(Exercise requirements):
An exact copy of every record is needed.
======== Material for this exercise
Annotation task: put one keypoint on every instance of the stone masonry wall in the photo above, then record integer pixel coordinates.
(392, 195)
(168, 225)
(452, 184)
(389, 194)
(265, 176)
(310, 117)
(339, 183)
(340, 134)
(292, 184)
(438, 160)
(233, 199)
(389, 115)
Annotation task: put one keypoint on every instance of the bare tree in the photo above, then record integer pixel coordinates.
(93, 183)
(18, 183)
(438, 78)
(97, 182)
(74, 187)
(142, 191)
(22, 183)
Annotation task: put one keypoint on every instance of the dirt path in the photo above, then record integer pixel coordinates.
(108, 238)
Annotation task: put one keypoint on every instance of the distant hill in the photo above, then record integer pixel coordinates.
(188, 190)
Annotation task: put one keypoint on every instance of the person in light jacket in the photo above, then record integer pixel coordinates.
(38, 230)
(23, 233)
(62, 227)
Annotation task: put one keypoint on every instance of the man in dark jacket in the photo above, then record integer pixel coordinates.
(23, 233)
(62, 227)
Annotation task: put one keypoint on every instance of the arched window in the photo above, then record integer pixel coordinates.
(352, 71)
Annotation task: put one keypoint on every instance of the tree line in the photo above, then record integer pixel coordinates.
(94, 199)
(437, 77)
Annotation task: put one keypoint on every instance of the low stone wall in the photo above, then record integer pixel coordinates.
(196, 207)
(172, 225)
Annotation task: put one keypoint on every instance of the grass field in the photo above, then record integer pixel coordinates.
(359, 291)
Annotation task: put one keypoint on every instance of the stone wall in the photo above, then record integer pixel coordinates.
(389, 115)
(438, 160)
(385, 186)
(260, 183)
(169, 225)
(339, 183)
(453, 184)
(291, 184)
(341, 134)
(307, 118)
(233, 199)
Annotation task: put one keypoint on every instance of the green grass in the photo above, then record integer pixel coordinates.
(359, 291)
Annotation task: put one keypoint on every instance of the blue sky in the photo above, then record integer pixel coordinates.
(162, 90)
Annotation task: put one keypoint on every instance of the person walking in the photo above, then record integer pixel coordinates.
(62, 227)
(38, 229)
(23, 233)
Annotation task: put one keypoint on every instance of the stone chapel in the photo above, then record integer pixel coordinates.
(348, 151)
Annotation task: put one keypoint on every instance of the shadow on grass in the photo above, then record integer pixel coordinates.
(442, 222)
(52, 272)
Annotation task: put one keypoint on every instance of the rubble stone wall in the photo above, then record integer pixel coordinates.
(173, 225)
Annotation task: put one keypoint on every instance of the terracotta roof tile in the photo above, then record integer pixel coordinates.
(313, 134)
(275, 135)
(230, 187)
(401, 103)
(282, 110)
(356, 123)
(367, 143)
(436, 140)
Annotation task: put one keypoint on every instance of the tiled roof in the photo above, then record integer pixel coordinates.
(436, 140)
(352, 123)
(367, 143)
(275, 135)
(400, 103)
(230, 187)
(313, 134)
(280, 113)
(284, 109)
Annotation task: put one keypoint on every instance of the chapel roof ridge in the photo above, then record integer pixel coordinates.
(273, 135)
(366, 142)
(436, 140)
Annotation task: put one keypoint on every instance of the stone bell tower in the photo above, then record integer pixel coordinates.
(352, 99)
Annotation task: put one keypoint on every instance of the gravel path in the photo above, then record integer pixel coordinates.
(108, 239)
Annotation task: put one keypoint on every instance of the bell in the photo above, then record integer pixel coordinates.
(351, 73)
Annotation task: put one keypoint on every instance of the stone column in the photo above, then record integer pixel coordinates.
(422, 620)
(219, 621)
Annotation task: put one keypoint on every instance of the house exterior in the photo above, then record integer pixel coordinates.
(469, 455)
================
(Response to this task):
Annotation task: put one keypoint on every instance of the stone masonry wall in the photo above, then record integer pixel coordinates.
(392, 195)
(168, 225)
(452, 184)
(389, 194)
(265, 176)
(310, 117)
(339, 183)
(340, 134)
(292, 184)
(438, 160)
(233, 199)
(389, 115)
Annotation task: put one keypoint on every instance of the bare tree in the photo above, then record integer pixel coordinates.
(93, 183)
(18, 183)
(438, 78)
(97, 182)
(74, 187)
(142, 191)
(22, 183)
Annotation task: put one keypoint on every instance of the dirt path in the photo above, then record integer pixel coordinates.
(108, 238)
Annotation task: put one keypoint on every instance of the distant hill in the photo above, then record integer pixel coordinates.
(188, 190)
Annotation task: put one keypoint on every instance of the person in light jacket in the photo above, then record integer pixel coordinates.
(38, 230)
(23, 233)
(62, 227)
Annotation task: put one keypoint on every instance of the man in dark jacket in the photo above, then record integer pixel coordinates.
(23, 233)
(62, 227)
Annotation task: put one keypoint on every instance of the arched window in the photo above, then record integer pixel coordinates.
(352, 71)
Annotation task: put one keypoint on every instance of the tree line in the photo above, then record integer pixel coordinates.
(94, 199)
(437, 77)
Annotation task: put one keypoint on every instance of the low stone wall in the photo above, then record integer pixel coordinates.
(196, 207)
(172, 225)
Annotation task: put one keypoint on every instance of the grass field in the photo above, then record integer pixel coordinates.
(359, 291)
Annotation task: put one keypoint on every instance of the stone wall in the photo above, then record integer pixel coordinates.
(389, 115)
(438, 160)
(385, 186)
(260, 183)
(169, 225)
(339, 183)
(453, 184)
(291, 184)
(341, 134)
(307, 118)
(233, 199)
Annotation task: put one keypoint on every instance of the green grass in the photo above, then record integer pixel coordinates.
(359, 291)
Annotation task: put one keypoint on every instance of the blue sky in the photo above, then record integer pixel coordinates.
(162, 90)
Annotation task: put one keypoint on every instance of the person walking in the photo above, then record integer pixel coordinates.
(62, 227)
(38, 229)
(23, 233)
Annotation task: put one keypoint on every instance of the stone chapel in the photo above, then record integer pixel coordinates.
(348, 151)
Annotation task: put one keypoint on every instance of the shadow on grass in the photo above, then record integer pixel coordinates.
(442, 222)
(52, 272)
Annotation task: put one keypoint on every instance of the rubble stone wall in the photo above, then record integer pixel coordinates.
(173, 225)
Annotation task: put one keypoint on every instance of the terracotta roof tile in the photo above, then record integer pixel coordinates.
(313, 134)
(275, 135)
(230, 187)
(401, 103)
(282, 110)
(356, 123)
(367, 143)
(436, 140)
Annotation task: put one keypoint on every instance of the tiled roof in the photo above, then record integer pixel coordinates.
(436, 140)
(352, 123)
(367, 143)
(275, 135)
(400, 103)
(230, 187)
(313, 134)
(280, 113)
(284, 109)
Annotation task: put one keypoint on every instance of the chapel roof ridge in the photo above, then record integer pixel coordinates.
(273, 135)
(366, 142)
(436, 140)
Annotation task: put one keypoint on every instance of the stone bell tower in the photo above, then record integer pixel coordinates.
(352, 99)
Annotation task: put one keypoint on every instance of the gravel path in the photo above, then record integer pixel coordinates.
(108, 239)
Annotation task: put one keypoint on every instance of the bell in the photo above, then record integer pixel coordinates.
(351, 73)
Annotation task: put one keypoint on every instance of the stone column in the photo above, then record integer pixel coordinates.
(422, 620)
(219, 621)
Annotation task: put one keypoint on every instance of the house exterior in the photo above, then record integer pixel coordinates.
(469, 455)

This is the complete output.